Recorded data:
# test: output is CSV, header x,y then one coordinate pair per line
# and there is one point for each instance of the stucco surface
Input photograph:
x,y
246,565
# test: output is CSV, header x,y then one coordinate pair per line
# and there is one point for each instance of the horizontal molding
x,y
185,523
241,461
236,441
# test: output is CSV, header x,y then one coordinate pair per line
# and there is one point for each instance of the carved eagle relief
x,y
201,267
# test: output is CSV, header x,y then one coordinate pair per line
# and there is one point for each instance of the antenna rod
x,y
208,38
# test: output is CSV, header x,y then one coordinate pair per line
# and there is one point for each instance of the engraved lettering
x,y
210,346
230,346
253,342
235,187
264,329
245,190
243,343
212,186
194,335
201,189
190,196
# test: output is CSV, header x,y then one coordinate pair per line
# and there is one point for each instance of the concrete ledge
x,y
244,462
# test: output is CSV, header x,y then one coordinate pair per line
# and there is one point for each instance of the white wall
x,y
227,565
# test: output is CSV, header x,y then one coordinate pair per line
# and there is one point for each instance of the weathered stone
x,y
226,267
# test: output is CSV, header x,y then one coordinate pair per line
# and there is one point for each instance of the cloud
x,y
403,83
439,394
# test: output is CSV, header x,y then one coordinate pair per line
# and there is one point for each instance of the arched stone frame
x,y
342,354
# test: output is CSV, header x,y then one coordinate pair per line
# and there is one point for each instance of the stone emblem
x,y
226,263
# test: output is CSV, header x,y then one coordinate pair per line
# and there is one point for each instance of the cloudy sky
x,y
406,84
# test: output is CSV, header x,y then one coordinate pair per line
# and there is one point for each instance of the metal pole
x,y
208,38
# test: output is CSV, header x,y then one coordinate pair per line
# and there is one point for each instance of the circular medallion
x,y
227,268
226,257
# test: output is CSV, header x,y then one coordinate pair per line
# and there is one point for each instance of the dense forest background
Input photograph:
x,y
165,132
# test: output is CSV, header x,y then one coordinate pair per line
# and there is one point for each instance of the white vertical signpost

**Required work:**
Make an exact copy of the listing, including every line.

**Problem solution:**
# test: output is CSV, header x,y then one coordinate pair per line
# and there is one point for each instance of the stucco surface
Input photograph:
x,y
246,565
# test: output is CSV, header x,y then one coordinate pair per line
# and there is one point for each instance of the horizontal molding
x,y
185,523
241,461
236,441
# test: output is CSV, header x,y then one coordinate pair per line
# and there is one point for each instance of the carved eagle relief
x,y
201,267
# test: output is CSV, header x,y then one coordinate pair per line
# and there is one point for each instance of the antenna rod
x,y
208,38
# test: output is CSV, header x,y then one coordinate pair per line
# and there is one point for each instance of the engraved lettering
x,y
210,346
230,346
253,342
235,187
264,329
245,190
243,343
212,186
194,335
201,189
190,196
# test: output is CSV, header x,y then one coordinate pair per line
# and there is one point for each instance of the concrete ledge
x,y
244,462
# test: output is CSV, header x,y then one coordinate pair per line
# and there is one point for each instance of the white wall
x,y
227,565
# test: output is CSV, header x,y then one coordinate pair per line
# and there is one point for each instance of the weathered stone
x,y
226,267
# test: output is CSV, header x,y then one coordinate pair per line
# and there is one point for each instance of the cloud
x,y
403,83
439,394
# test: output is CSV, header x,y then one coordinate pair per line
# and there is one point for each instance of the arched stone frame
x,y
342,354
# test: output is CSV, header x,y then one coordinate pair per line
# and there is one point for each instance of the stone emblem
x,y
226,263
# test: output is CSV, header x,y then one coordinate pair per line
# and there is one point for each instance of the cloudy sky
x,y
406,84
# test: output is CSV, header x,y then one coordinate pair per line
# and there is one point for each instance of the metal pole
x,y
208,38
# test: output is CSV, header x,y then one coordinate pair per line
# and there is one point for each instance of the circular medallion
x,y
227,268
226,257
# test: output is CSV, header x,y then one coordinate pair per line
# and there is one point for each instance of the dense forest background
Input photograph:
x,y
165,132
# test: output is CSV, header x,y then one coordinate pair per line
# and there is one point for each instance of the white vertical signpost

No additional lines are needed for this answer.